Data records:
__________________________________________________
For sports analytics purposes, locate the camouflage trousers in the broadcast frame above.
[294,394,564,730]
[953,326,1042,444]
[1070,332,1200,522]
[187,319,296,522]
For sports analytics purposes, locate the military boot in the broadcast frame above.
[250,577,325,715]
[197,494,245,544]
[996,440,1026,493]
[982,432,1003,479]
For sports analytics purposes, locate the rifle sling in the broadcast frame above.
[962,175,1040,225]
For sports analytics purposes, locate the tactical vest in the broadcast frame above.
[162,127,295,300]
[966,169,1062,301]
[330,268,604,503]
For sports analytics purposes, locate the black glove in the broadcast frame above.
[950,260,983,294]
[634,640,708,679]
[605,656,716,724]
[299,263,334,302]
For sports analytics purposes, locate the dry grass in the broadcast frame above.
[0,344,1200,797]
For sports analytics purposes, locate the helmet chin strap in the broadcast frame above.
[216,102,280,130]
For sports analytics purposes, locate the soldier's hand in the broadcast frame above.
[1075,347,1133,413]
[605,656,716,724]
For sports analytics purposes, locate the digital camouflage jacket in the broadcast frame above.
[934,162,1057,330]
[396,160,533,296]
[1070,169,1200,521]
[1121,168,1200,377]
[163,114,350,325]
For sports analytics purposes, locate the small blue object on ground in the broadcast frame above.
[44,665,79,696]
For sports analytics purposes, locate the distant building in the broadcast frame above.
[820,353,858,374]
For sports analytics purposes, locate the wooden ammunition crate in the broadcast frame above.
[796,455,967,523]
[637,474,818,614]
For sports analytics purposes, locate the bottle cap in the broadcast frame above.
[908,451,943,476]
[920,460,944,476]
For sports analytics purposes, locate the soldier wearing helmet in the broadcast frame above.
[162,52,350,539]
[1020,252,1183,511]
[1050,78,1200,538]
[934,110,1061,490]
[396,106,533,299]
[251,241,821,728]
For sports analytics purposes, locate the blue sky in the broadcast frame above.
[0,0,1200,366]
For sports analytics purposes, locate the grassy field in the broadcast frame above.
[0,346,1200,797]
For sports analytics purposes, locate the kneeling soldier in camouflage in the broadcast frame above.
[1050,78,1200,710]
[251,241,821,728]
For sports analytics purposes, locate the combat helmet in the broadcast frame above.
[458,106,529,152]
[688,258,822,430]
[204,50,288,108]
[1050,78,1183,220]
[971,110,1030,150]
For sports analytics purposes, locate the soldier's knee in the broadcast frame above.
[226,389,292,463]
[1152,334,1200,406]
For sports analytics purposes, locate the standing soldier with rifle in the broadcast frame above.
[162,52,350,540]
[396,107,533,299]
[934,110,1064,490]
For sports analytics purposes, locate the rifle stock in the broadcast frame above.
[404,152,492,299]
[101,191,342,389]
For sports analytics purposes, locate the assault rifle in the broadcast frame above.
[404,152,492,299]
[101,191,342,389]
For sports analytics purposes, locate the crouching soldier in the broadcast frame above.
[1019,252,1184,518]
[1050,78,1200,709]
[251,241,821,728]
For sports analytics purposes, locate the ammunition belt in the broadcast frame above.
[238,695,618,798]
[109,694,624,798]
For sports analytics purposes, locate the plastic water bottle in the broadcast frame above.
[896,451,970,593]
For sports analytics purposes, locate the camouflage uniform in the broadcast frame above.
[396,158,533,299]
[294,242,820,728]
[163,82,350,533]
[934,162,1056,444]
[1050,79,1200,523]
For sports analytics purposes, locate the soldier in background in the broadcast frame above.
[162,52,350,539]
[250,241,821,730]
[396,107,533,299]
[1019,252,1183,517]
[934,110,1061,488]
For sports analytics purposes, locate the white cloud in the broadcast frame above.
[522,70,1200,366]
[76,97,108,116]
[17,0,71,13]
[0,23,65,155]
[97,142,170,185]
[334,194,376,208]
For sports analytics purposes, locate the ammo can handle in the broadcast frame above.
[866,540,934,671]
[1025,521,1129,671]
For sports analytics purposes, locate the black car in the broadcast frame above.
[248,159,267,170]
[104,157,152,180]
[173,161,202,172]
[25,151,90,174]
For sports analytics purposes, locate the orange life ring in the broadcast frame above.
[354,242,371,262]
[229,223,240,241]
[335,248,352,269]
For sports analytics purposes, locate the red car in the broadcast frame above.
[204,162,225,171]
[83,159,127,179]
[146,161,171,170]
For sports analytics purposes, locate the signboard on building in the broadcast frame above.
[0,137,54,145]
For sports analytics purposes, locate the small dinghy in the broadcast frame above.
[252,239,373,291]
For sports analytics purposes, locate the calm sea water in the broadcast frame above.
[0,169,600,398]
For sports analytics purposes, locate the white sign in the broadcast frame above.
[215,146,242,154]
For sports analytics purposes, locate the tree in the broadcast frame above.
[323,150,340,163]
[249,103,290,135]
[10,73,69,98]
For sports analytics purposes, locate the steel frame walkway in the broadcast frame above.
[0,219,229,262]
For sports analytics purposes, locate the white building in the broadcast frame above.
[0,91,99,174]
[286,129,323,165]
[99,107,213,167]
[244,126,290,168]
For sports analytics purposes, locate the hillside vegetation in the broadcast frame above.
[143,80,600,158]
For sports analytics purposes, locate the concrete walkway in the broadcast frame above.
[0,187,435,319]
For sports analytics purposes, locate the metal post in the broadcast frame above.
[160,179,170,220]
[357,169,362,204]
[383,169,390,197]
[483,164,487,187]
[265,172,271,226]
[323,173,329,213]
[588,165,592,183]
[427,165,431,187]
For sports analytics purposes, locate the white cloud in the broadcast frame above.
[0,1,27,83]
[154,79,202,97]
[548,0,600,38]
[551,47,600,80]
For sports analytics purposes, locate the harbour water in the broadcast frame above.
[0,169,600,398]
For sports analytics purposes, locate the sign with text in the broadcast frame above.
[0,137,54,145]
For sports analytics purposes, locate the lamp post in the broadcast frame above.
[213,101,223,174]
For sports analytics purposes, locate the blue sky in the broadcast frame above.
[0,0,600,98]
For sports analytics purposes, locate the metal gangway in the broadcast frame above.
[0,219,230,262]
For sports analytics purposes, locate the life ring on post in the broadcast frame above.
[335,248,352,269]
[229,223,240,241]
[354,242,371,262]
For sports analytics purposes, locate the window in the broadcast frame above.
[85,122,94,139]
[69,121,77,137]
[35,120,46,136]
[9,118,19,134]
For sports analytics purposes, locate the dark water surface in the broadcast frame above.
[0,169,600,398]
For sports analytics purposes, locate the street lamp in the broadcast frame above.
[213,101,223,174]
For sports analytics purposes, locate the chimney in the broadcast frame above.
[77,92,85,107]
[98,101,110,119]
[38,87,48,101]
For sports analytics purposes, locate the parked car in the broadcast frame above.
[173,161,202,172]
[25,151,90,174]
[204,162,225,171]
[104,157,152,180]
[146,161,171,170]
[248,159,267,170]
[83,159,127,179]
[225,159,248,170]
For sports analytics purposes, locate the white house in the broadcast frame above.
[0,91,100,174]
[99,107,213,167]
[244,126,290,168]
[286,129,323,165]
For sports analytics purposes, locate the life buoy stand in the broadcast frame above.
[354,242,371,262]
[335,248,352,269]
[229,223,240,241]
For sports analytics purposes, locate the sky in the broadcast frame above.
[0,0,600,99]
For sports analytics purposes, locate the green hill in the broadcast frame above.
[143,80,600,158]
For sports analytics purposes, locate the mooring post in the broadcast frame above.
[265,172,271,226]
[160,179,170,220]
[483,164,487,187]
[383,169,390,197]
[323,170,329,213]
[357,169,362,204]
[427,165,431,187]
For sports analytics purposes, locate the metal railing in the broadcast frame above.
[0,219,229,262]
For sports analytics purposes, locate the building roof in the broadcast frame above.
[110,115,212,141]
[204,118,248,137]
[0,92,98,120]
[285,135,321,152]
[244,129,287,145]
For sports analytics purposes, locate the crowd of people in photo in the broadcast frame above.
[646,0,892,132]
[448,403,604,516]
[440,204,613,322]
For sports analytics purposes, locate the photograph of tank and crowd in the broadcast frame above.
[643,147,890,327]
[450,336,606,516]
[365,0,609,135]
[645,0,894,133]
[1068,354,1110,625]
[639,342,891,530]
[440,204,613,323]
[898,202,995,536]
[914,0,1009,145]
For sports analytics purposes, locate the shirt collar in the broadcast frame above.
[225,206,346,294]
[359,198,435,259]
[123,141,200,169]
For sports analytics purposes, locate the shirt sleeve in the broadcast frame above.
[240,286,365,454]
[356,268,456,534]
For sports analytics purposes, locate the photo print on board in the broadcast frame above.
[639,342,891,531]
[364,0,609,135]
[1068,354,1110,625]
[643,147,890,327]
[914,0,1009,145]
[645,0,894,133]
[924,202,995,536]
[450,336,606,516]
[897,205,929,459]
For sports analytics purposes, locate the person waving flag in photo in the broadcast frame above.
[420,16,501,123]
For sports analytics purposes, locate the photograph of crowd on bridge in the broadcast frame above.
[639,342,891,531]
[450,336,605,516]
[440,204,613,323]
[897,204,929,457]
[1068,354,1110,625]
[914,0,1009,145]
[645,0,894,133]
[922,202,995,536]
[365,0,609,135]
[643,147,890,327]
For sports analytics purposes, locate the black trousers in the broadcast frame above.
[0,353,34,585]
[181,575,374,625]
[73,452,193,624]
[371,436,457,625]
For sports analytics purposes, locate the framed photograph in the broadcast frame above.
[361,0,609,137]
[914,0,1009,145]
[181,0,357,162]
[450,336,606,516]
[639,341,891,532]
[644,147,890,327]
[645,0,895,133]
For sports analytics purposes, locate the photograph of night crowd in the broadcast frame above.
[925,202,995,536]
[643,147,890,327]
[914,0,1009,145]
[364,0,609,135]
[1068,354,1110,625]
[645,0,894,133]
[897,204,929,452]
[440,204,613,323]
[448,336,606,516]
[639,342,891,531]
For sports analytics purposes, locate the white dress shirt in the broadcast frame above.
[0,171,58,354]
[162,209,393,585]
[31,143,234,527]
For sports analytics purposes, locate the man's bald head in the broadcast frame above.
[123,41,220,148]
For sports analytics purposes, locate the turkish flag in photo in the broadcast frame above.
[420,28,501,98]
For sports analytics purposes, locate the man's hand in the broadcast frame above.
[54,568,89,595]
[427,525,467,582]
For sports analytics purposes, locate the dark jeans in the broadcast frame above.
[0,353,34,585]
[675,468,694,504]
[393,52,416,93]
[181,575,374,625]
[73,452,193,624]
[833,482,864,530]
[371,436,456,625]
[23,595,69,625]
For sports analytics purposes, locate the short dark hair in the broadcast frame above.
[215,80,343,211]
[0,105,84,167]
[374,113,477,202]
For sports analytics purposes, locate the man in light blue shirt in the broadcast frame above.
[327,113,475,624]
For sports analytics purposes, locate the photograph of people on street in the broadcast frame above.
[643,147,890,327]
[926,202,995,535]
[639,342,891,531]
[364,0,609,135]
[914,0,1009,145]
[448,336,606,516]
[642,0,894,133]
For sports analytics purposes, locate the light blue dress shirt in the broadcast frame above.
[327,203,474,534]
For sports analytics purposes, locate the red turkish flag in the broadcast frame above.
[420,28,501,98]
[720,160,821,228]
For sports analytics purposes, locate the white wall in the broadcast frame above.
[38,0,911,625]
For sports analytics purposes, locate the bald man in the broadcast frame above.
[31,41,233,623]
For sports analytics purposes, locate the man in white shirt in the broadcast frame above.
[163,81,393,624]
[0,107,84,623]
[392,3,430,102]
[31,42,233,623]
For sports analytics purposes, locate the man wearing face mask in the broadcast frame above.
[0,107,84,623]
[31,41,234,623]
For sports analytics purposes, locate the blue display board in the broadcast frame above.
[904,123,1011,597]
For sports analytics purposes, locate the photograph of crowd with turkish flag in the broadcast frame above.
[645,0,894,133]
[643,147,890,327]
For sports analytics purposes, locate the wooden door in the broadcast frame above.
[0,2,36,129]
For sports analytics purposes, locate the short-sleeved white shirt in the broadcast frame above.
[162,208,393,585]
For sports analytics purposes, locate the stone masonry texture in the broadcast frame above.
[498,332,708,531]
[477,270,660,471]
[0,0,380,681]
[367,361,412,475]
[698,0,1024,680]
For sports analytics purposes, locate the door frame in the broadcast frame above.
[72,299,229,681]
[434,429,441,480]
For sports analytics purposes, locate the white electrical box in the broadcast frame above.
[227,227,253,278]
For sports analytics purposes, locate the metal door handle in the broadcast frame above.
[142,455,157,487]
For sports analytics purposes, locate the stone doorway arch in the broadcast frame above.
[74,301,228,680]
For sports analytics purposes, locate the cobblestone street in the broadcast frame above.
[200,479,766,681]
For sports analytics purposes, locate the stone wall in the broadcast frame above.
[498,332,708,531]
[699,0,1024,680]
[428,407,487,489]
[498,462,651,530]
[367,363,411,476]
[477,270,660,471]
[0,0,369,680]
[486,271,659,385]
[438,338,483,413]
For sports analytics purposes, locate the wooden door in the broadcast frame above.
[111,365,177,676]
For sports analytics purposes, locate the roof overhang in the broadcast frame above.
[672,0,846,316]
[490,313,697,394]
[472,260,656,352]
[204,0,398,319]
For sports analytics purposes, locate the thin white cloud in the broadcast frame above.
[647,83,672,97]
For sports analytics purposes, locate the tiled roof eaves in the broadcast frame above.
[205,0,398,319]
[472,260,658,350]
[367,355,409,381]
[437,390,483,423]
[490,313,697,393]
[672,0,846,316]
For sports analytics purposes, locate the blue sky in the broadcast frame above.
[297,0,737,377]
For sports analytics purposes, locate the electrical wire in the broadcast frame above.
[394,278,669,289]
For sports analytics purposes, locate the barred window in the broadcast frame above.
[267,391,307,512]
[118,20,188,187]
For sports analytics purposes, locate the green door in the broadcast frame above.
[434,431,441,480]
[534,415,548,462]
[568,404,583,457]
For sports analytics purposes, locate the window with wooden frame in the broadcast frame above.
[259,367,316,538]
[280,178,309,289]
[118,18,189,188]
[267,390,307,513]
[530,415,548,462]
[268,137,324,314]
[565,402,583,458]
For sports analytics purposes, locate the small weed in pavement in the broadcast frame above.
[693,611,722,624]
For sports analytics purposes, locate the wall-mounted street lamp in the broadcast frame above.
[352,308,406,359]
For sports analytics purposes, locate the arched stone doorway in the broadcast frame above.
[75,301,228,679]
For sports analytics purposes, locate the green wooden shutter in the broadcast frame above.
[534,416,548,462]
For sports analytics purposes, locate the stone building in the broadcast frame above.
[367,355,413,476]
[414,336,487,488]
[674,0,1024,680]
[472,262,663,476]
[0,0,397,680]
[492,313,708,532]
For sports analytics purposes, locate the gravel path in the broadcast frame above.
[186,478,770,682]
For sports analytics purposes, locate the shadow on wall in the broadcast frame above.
__________________________________________________
TASK TO CARRY OUT: Output the lines of the data records as a Markdown table with the columns Row and Line, beginning with the line that contains "For sports analytics purposes, locate the ammunition" and continuing through the line that contains "[1025,521,1129,671]". Number each line in the Row column, put the line itself in the Line column, and leave out blank lines.

FULL RESPONSE:
| Row | Line |
|---|---|
| 1 | For sports analytics purposes, locate the ammunition belt in the broadcast frame above. |
| 2 | [238,695,618,798] |
| 3 | [109,694,624,798] |
| 4 | For sports analytics purposes, locate the plastic water bottle in the broadcast frame above. |
| 5 | [896,451,970,593] |
| 6 | For sports analytics purposes, locate the camouflage uniform in the broadcast frame above. |
| 7 | [396,158,533,299] |
| 8 | [294,242,820,728] |
| 9 | [163,82,350,533] |
| 10 | [934,162,1056,444] |
| 11 | [1050,79,1200,523] |
| 12 | For sports analytics purposes, locate the soldier in background in the broadcast frame above. |
| 13 | [162,52,350,539] |
| 14 | [250,241,821,730] |
| 15 | [396,107,533,299] |
| 16 | [1019,252,1183,517] |
| 17 | [934,110,1061,488] |
| 18 | For sports analytics purposes, locate the white cloud in the broadcast frame above. |
| 19 | [522,70,1200,366] |
| 20 | [76,97,108,116] |
| 21 | [17,0,71,13] |
| 22 | [0,23,65,155] |
| 23 | [97,142,170,185] |
| 24 | [334,194,376,208] |
| 25 | For sports analytics purposes, locate the ammo can handle in the broadcast frame above. |
| 26 | [866,540,934,671] |
| 27 | [1025,521,1129,671] |